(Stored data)
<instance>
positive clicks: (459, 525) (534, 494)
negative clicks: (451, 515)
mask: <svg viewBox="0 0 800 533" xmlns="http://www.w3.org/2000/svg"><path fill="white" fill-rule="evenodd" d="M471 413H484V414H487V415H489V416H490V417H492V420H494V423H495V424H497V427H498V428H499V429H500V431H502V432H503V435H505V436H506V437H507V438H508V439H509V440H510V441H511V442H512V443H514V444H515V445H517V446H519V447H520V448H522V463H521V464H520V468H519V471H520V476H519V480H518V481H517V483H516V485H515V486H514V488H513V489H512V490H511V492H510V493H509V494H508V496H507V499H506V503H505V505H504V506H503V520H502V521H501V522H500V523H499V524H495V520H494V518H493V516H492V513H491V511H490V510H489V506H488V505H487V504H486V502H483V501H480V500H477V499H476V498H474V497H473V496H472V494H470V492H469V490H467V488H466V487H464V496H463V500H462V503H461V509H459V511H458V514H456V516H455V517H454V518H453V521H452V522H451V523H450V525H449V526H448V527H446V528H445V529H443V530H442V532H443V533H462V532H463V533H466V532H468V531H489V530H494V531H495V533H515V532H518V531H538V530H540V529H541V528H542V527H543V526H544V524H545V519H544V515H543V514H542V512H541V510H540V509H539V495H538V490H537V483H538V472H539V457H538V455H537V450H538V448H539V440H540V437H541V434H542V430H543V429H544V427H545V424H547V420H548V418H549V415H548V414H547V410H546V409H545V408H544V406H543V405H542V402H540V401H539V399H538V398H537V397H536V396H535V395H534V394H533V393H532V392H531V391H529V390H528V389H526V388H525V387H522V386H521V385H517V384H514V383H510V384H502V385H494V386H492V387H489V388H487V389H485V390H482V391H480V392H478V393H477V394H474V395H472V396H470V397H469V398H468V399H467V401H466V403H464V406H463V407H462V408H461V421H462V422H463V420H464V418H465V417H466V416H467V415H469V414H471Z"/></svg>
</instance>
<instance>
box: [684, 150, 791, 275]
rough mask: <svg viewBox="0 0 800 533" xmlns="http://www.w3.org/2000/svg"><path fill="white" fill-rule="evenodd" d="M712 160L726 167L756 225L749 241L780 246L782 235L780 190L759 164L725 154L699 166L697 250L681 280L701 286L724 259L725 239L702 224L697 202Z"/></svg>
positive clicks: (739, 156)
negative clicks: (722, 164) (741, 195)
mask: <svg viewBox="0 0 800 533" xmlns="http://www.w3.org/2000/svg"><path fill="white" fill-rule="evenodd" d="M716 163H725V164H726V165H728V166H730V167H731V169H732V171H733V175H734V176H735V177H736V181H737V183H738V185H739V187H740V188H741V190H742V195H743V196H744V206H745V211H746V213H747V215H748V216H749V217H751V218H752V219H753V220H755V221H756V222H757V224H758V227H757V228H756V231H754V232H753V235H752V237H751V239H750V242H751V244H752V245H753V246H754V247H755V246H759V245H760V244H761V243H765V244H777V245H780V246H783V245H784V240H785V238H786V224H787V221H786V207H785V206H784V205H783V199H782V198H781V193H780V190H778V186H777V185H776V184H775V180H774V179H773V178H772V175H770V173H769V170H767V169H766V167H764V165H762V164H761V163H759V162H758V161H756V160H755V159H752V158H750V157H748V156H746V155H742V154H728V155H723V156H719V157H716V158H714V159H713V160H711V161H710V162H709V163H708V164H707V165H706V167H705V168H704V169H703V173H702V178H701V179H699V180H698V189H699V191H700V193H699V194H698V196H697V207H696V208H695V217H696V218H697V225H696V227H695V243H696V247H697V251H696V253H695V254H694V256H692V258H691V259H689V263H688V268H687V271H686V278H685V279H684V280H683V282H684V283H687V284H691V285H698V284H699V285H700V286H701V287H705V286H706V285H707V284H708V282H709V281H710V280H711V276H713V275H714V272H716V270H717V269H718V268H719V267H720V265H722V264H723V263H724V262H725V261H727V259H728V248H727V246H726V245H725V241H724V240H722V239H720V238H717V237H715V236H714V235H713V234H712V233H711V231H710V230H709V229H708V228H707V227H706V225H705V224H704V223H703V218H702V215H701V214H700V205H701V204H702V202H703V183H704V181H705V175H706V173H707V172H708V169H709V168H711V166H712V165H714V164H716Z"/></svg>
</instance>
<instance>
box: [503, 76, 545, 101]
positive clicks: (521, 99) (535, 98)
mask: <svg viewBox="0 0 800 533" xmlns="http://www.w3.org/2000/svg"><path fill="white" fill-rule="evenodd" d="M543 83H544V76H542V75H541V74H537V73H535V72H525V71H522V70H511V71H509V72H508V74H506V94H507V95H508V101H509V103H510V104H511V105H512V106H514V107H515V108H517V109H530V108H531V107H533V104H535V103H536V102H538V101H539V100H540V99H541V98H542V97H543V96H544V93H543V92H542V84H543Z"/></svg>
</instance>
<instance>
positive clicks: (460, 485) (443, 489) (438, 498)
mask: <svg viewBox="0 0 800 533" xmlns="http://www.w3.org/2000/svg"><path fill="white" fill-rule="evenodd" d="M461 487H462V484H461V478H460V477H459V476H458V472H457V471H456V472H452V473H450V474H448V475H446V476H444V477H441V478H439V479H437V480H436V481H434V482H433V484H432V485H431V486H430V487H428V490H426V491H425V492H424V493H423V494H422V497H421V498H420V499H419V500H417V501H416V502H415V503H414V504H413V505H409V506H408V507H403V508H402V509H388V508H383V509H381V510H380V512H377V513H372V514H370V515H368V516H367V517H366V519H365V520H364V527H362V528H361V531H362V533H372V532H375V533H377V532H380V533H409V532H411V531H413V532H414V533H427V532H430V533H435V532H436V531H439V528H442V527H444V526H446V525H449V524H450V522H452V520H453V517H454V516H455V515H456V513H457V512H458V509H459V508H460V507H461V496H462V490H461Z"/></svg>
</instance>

> Instruction
Rewrite the entire listing, replacing "positive clicks" with "foreground clicks" wherever it occurs and changing nothing else.

> Task answer
<instance>
foreground clicks: (459, 525) (534, 494)
negative clicks: (451, 515)
mask: <svg viewBox="0 0 800 533" xmlns="http://www.w3.org/2000/svg"><path fill="white" fill-rule="evenodd" d="M471 413H484V414H487V415H489V416H490V417H492V420H494V423H495V424H497V427H498V428H499V429H500V431H502V432H503V435H505V436H506V437H507V438H508V439H509V440H510V441H511V442H512V443H514V444H515V445H517V446H519V447H520V448H522V463H521V464H520V468H519V471H520V476H519V480H518V481H517V483H516V485H515V486H514V488H513V489H512V490H511V492H510V493H509V494H508V496H507V499H506V503H505V505H504V506H503V520H502V521H501V522H500V523H499V524H495V520H494V518H493V516H492V513H491V511H490V510H489V506H488V505H487V504H486V502H483V501H480V500H477V499H476V498H474V497H473V496H472V494H470V492H469V490H467V488H466V487H464V496H463V500H462V503H461V509H459V511H458V514H456V516H455V517H454V518H453V521H452V522H451V523H450V525H449V526H448V527H446V528H445V529H443V530H442V532H443V533H462V532H463V533H466V532H468V531H489V530H494V531H495V533H515V532H518V531H538V530H540V529H541V528H542V527H543V526H544V524H545V519H544V515H543V514H542V512H541V510H540V509H539V495H538V490H537V483H538V472H539V457H538V455H537V450H538V448H539V440H540V437H541V434H542V430H543V429H544V427H545V424H547V420H548V418H549V415H548V414H547V410H546V409H545V408H544V406H543V405H542V402H540V401H539V399H538V398H537V397H536V396H535V395H534V394H533V393H532V392H531V391H529V390H528V389H526V388H525V387H522V386H521V385H517V384H514V383H510V384H502V385H494V386H492V387H489V388H487V389H485V390H482V391H480V392H478V393H477V394H474V395H472V396H470V397H469V398H468V399H467V401H466V403H464V406H463V407H462V408H461V421H462V422H463V420H464V418H465V417H466V416H467V415H469V414H471Z"/></svg>
</instance>
<instance>
box: [684, 150, 791, 275]
rough mask: <svg viewBox="0 0 800 533" xmlns="http://www.w3.org/2000/svg"><path fill="white" fill-rule="evenodd" d="M712 160L726 167L756 225L749 241L780 246L782 235L780 190L759 164L725 154L699 166L697 250L681 280L701 286L724 259L725 239L702 224L697 202Z"/></svg>
foreground clicks: (739, 156)
negative clicks: (722, 164) (741, 195)
mask: <svg viewBox="0 0 800 533" xmlns="http://www.w3.org/2000/svg"><path fill="white" fill-rule="evenodd" d="M716 163H725V164H726V165H728V166H730V167H731V169H732V171H733V175H734V176H735V177H736V181H737V183H738V185H739V187H740V188H741V190H742V195H743V196H744V206H745V211H746V213H747V215H748V216H749V217H751V218H752V219H753V220H755V221H756V222H757V224H758V227H757V228H756V231H754V232H753V235H752V237H751V239H750V242H751V244H752V245H753V246H754V247H755V246H759V245H760V244H761V243H765V244H777V245H780V246H783V245H784V240H785V238H786V224H787V221H786V207H785V206H784V205H783V199H782V198H781V193H780V190H778V186H777V185H776V184H775V180H774V179H773V178H772V175H770V173H769V170H767V169H766V167H764V165H762V164H761V163H759V162H758V161H756V160H755V159H752V158H750V157H748V156H746V155H742V154H728V155H723V156H719V157H716V158H714V159H713V160H711V161H710V162H709V163H708V164H707V165H706V167H705V168H704V169H703V173H702V178H701V179H699V180H698V189H699V191H700V193H699V194H698V196H697V207H696V208H695V217H696V218H697V225H696V227H695V243H696V247H697V251H696V253H695V254H694V256H692V258H691V259H689V263H688V268H687V271H686V278H685V279H684V280H683V282H684V283H687V284H691V285H698V284H699V285H700V286H701V287H705V286H706V285H707V284H708V282H709V281H710V280H711V276H713V275H714V272H716V270H717V269H718V268H719V267H720V265H722V264H723V263H724V262H725V261H727V259H728V248H727V246H726V245H725V241H724V240H722V239H720V238H717V237H715V236H714V235H713V234H712V233H711V231H710V230H709V229H708V228H707V227H706V225H705V224H704V223H703V218H702V215H701V214H700V205H701V204H702V202H703V183H704V181H705V175H706V173H707V172H708V169H709V168H711V166H712V165H714V164H716Z"/></svg>
</instance>
<instance>
box: [503, 76, 545, 101]
foreground clicks: (521, 99) (535, 98)
mask: <svg viewBox="0 0 800 533" xmlns="http://www.w3.org/2000/svg"><path fill="white" fill-rule="evenodd" d="M543 83H544V76H542V75H541V74H537V73H535V72H525V71H522V70H511V71H509V72H508V74H506V94H507V95H508V101H509V103H510V104H511V105H512V106H514V107H515V108H517V109H530V108H531V107H533V104H535V103H536V102H538V101H539V100H540V99H541V98H542V97H543V96H544V93H543V92H542V84H543Z"/></svg>
</instance>
<instance>
foreground clicks: (460, 485) (443, 489) (438, 498)
mask: <svg viewBox="0 0 800 533" xmlns="http://www.w3.org/2000/svg"><path fill="white" fill-rule="evenodd" d="M461 487H462V484H461V478H460V477H459V476H458V472H457V471H456V472H452V473H450V474H448V475H446V476H444V477H441V478H439V479H437V480H436V481H434V482H433V484H432V485H431V486H430V487H428V490H426V491H425V492H424V493H423V494H422V497H421V498H420V499H419V500H417V501H416V502H415V503H414V504H413V505H409V506H408V507H403V508H402V509H388V508H383V509H381V510H380V512H377V513H372V514H370V515H368V516H367V517H366V519H365V520H364V527H362V528H361V531H362V533H372V532H375V533H377V532H380V533H409V532H411V531H413V532H414V533H427V532H430V533H435V532H436V531H439V528H442V527H444V526H446V525H449V524H450V522H452V520H453V517H454V516H455V515H456V513H457V512H458V509H459V508H460V507H461V496H462V490H461Z"/></svg>
</instance>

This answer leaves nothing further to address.